After 0.8265 and 0.826 the model has shown the best third result in *Accuracy score* which is equal to 0.8245 when number of estimators is 50 and max depth is 8, but with these hyperparameters the quality of the model turned to be the highest in *ROC-AUC* and *F1 Score* metrics.

In [21]:
from sklearn.utils import shuffle

def downsample(features, target, fraction):
    features_zeros = features[target == 0]
    features_ones = features[target == 1]
    target_zeros = target[target == 0]
    target_ones = target[target == 1]

    features_downsampled = pd.concat(
        [features_zeros.sample(frac=fraction, random_state=12345)] + [features_ones])
    target_downsampled = pd.concat(
        [target_zeros.sample(frac=fraction, random_state=12345)] + [target_ones])
    
    features_downsampled, target_downsampled = shuffle(
        features_downsampled, target_downsampled, random_state=12345)

* TASK INSTRUCTIONS
Carry on the notebook excerpt on downsampling for class imbalance above, starting right after its final line.

* DATASET
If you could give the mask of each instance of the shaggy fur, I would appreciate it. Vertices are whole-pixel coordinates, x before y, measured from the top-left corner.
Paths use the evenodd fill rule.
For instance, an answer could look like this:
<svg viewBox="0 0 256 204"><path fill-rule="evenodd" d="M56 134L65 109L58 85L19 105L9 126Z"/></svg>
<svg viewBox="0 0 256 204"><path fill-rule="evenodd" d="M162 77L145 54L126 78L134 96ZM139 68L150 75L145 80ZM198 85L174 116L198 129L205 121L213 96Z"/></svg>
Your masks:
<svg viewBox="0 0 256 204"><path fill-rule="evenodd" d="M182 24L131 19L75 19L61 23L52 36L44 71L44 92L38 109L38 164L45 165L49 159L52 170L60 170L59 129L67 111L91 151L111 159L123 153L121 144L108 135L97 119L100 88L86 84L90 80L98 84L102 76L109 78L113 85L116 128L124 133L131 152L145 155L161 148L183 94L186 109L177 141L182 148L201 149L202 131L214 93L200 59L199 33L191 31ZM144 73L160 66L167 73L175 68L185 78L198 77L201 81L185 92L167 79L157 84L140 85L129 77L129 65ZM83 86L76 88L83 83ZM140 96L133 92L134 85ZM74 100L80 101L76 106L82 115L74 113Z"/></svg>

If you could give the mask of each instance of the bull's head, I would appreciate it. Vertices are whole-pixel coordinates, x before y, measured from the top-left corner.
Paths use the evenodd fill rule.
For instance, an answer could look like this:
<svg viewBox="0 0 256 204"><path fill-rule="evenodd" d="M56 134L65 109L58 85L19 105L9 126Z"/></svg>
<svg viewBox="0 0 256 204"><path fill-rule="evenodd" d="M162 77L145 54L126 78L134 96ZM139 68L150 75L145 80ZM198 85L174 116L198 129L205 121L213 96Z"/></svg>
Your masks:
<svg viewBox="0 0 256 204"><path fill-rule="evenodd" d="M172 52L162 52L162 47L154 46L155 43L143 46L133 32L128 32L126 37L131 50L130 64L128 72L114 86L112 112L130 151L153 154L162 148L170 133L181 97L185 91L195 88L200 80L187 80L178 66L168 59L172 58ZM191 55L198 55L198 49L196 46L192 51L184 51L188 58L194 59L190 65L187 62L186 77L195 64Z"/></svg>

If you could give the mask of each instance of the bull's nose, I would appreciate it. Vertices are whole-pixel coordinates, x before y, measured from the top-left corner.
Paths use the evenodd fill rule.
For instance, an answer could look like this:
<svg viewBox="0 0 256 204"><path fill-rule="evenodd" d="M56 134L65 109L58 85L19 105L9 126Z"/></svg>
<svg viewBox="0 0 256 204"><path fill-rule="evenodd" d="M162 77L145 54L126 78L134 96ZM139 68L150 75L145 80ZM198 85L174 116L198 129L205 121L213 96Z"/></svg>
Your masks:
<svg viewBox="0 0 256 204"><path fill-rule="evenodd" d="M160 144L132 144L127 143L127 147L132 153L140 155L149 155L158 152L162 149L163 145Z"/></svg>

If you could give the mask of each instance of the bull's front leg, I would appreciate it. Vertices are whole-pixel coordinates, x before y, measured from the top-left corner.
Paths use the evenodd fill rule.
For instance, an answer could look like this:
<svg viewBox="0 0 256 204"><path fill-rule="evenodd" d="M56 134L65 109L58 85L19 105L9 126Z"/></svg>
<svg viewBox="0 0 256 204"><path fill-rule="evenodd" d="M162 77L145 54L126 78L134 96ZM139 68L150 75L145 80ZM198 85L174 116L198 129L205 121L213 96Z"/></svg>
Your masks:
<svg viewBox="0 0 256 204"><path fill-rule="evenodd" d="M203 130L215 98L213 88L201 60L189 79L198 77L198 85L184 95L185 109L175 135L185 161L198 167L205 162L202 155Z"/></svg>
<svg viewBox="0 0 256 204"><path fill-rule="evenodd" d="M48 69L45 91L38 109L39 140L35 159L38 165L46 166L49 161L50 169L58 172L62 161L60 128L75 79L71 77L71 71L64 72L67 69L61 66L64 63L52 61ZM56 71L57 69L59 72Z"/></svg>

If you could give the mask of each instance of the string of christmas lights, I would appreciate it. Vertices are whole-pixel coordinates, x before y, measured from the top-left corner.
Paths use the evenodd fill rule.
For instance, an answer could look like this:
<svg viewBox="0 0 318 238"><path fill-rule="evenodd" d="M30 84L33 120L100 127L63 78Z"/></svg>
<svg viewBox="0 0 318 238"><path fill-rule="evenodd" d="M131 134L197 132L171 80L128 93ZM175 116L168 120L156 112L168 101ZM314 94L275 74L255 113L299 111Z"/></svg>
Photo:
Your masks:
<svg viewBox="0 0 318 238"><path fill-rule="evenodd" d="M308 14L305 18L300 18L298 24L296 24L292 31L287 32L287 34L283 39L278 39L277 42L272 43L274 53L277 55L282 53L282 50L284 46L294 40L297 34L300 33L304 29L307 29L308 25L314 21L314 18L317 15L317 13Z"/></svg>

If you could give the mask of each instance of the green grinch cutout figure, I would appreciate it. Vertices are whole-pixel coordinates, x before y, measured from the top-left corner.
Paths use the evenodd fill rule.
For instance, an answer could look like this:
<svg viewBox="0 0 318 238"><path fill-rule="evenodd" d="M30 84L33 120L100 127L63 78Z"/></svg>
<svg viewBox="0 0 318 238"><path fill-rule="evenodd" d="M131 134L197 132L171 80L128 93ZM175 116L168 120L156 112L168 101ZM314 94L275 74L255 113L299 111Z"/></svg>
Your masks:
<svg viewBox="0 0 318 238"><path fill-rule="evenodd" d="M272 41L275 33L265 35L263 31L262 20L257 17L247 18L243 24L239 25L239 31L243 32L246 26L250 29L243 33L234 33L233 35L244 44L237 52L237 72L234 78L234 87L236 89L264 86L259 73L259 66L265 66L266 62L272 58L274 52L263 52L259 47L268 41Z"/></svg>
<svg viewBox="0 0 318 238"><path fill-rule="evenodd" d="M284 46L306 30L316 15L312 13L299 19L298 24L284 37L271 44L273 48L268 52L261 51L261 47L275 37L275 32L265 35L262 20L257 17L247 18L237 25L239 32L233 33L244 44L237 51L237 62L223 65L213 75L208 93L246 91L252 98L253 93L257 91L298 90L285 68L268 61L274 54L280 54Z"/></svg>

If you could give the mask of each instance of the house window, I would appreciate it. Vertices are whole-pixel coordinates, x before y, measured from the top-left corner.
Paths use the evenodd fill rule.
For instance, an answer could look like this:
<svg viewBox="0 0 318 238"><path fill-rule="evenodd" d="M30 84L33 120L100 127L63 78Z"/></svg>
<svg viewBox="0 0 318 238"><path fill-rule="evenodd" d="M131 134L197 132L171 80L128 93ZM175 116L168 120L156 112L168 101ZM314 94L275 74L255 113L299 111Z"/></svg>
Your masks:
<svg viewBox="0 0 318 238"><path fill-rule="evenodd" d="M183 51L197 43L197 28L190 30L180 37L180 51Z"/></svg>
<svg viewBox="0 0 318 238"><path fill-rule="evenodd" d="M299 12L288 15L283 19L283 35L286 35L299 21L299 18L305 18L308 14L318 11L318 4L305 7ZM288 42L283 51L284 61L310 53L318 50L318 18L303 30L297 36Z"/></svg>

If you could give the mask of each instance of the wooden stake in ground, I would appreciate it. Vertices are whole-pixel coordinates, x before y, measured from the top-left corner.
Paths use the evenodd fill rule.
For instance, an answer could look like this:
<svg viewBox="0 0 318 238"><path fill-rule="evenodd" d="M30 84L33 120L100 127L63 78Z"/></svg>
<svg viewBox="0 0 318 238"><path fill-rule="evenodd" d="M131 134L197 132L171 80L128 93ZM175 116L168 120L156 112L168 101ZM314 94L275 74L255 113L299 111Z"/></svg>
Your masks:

* REPLY
    

    return features_downsampled, target_downsampled

In [22]:
for repeat in np.arange(0.9, 1.01, 0.01):
    features_downsampled, target_downsampled = downsample(features_upsampled, target_upsampled, repeat)
    model = RandomForestClassifier(random_state=12345, n_estimators=50, max_depth = 8)
    model.fit(features_downsampled, target_downsampled)
    predicted_valid = model.predict(features_valid)
    
    accuracy = accuracy_score(target_valid, predicted_valid)
    probabilities = model.predict_proba(features_valid)
    probabilities_one = probabilities[:, 1]
    ROCAUC = roc_auc_score(target_valid, probabilities_one)
    F1 = f1_score(target_valid, predicted_valid)
    print("Repeat =", '{:.2f}'.format(round(repeat, 2)),
          "Accuracy =", '{:.4f}'.format(round(accuracy,4)),
          "ROC-AUC =", '{:.4f}'.format(round(ROCAUC, 4)), 
          "F1 =", '{:.4f}'.format(round(F1, 4)))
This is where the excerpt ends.